> Travail demandé:
1. Répondez aux questions suivantes à partir de l'extrait fourni, en marquant chaque réponse de la même lettre.
(a) Quel âge a Claude Guéant ?
(b) Quelle somme reçue après l'élection présidentielle Claude Guéant devra-t-il notamment expliquer ?
(c) Quelle est la nationalité de l'avocat Sivajothi Rajendram ?
2. Condensez sous forme de liste le paragraphe de l'extrait fourni qui commence par « Claude Guéant, 79 ans », en gardant ses faits principaux.
3. Relevez toutes les personnes désignées par leur nom dans l'extrait fourni.

━━━━━ Extrait fourni ━━━━━

Qui sont les autres principaux prévenus ?
Trois anciens ministres de droite seront assis sur les bancs des prévenus, soupçonnés d’avoir joué les intermédiaires :
Claude Guéant, 79 ans, est jugé pour avoir « pris une part active, voire essentielle, dans la mise en place et l’organisation d’un soutien financier illégal de la campagne présidentielle de 2007 », selon l’ordonnance de mise en accusation signée par les deux juges d’instruction. « Postérieurement à l’élection, il apparaît avoir continué à bénéficier des canaux de financement illégaux mis en place », insistent les magistrats. L’ex-secrétaire général de l’Elysée devra notamment s’expliquer sur la somme de 500.000 euros reçue après l’élection présidentielle. Selon lui, il aurait touché cet argent en vendant deux tableaux du peintre hollandais Andries Van Eertvelt à un acheteur anonyme par l’intermédiaire d’un avocat malaisien, Sivajothi Rajendram. Pour l’accusation, l’argent aurait servi à rembourser l’un des intermédiaires officieux de ce dossier, l’homme d’affaires Franco-Algérien Alexandre Djouhri, 65 ans, « dans le cadre de cette opération ».

━━━━━ Données fournies ━━━━━

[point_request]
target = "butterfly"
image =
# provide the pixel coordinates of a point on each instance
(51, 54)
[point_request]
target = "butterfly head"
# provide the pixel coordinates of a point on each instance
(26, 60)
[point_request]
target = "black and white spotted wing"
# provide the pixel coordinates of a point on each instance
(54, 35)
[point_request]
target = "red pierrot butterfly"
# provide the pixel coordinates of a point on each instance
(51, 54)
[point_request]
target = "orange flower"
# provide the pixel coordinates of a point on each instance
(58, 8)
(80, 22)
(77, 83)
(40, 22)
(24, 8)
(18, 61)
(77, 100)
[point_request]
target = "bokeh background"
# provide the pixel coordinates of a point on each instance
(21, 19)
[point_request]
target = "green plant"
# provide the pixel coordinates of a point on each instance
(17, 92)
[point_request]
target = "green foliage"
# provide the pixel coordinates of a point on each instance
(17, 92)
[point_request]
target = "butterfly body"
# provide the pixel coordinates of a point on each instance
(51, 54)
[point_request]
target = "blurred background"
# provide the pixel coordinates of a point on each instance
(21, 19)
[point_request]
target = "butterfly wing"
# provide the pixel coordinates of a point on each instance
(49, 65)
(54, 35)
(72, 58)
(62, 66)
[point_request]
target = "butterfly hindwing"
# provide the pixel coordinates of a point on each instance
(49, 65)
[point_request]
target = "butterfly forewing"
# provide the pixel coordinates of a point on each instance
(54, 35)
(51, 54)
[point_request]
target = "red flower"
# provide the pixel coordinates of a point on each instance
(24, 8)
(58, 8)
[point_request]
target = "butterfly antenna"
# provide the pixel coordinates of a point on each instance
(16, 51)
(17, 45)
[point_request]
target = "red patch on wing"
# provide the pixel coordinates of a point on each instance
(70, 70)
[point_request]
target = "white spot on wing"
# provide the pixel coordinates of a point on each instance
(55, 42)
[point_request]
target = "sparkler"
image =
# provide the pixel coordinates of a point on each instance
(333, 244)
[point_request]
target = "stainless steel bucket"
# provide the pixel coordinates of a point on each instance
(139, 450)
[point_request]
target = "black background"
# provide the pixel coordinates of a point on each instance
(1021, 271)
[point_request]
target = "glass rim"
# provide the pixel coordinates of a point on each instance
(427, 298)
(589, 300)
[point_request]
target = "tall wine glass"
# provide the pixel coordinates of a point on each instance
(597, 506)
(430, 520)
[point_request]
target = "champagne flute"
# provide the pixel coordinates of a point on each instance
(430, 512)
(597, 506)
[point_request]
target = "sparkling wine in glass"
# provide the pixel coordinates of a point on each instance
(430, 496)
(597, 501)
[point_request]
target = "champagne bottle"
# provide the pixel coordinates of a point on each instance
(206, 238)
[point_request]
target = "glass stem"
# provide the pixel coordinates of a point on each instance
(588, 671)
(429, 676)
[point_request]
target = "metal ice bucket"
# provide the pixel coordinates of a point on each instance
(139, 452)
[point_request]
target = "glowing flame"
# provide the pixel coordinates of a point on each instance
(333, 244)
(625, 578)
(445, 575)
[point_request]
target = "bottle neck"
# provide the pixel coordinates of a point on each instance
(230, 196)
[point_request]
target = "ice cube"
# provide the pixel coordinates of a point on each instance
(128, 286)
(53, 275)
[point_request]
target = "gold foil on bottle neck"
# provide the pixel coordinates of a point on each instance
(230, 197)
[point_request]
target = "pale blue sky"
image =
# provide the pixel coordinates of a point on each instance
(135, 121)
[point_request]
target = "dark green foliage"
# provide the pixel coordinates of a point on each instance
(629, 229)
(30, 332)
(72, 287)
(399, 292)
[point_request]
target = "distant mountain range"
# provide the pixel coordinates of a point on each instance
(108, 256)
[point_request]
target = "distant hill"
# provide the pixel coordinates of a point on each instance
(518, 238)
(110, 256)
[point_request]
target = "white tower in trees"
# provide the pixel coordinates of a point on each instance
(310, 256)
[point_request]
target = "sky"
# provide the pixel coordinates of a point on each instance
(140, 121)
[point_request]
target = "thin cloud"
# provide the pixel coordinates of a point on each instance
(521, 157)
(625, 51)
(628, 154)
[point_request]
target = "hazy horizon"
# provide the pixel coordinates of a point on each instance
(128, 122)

━━━━━
━━━━━ Données fournies ━━━━━

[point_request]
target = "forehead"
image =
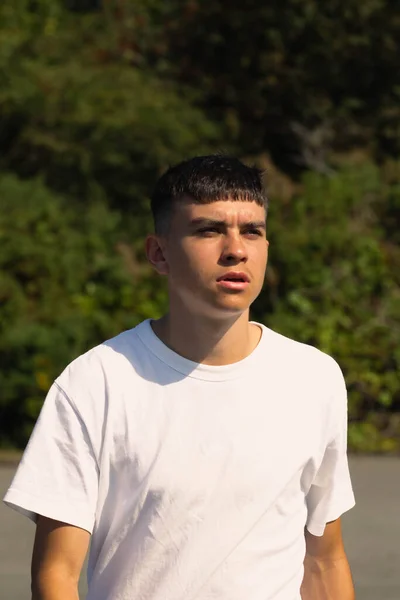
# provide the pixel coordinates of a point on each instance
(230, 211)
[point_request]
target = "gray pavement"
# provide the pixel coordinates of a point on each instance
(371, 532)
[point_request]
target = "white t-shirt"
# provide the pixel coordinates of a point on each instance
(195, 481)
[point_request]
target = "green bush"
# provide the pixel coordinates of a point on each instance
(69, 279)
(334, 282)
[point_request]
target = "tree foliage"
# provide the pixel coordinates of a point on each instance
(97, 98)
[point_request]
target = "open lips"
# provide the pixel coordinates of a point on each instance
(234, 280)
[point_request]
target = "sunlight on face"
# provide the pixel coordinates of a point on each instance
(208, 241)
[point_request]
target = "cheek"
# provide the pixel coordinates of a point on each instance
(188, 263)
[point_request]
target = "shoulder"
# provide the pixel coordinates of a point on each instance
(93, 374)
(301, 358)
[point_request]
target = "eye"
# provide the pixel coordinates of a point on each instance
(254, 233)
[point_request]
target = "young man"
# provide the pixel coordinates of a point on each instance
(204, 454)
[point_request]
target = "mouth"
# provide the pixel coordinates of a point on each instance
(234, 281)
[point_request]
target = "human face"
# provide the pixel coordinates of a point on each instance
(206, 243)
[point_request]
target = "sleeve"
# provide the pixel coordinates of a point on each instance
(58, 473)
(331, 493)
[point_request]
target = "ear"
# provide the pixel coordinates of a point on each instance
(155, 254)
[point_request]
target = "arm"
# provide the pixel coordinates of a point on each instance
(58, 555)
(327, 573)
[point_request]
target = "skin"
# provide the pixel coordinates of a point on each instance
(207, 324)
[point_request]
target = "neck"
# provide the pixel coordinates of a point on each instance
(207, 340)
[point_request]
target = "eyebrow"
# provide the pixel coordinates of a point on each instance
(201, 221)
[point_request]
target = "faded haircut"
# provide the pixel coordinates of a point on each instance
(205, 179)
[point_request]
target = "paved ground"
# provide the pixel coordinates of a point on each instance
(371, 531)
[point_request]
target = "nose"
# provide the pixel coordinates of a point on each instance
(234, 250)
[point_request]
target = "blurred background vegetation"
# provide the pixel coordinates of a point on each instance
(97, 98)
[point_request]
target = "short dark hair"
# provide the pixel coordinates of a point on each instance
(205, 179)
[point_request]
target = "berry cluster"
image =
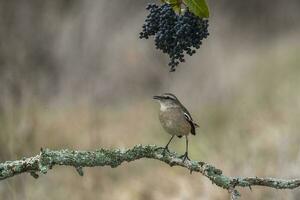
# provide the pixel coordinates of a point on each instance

━━━━━

> Réponses successives:
1.
(a) 79 ans.
(b) 500.000 euros.
(c) Malaisienne.

2.
- Claude Guéant, 79 ans, ex-secrétaire général de l'Élysée, est jugé pour avoir pris une part active, voire essentielle, dans l'organisation d'un soutien financier illégal de la campagne présidentielle de 2007. L'accusation figure dans l'ordonnance de mise en accusation des deux juges d'instruction.
- D'après les magistrats, il semble avoir continué à bénéficier de ces canaux de financement illégaux après l'élection.
- Il devra notamment s'expliquer sur 500.000 euros reçus après l'élection présidentielle.
- Selon lui, cet argent provient de la vente de deux tableaux du peintre hollandais Andries Van Eertvelt à un acheteur anonyme. La vente serait passée par l'avocat malaisien Sivajothi Rajendram.
- Pour l'accusation, la somme aurait servi à rembourser l'homme d'affaires franco-algérien Alexandre Djouhri, 65 ans, l'un des intermédiaires officieux du dossier.

3.
- Claude Guéant
- Andries Van Eertvelt
- Sivajothi Rajendram
- Alexandre Djouhri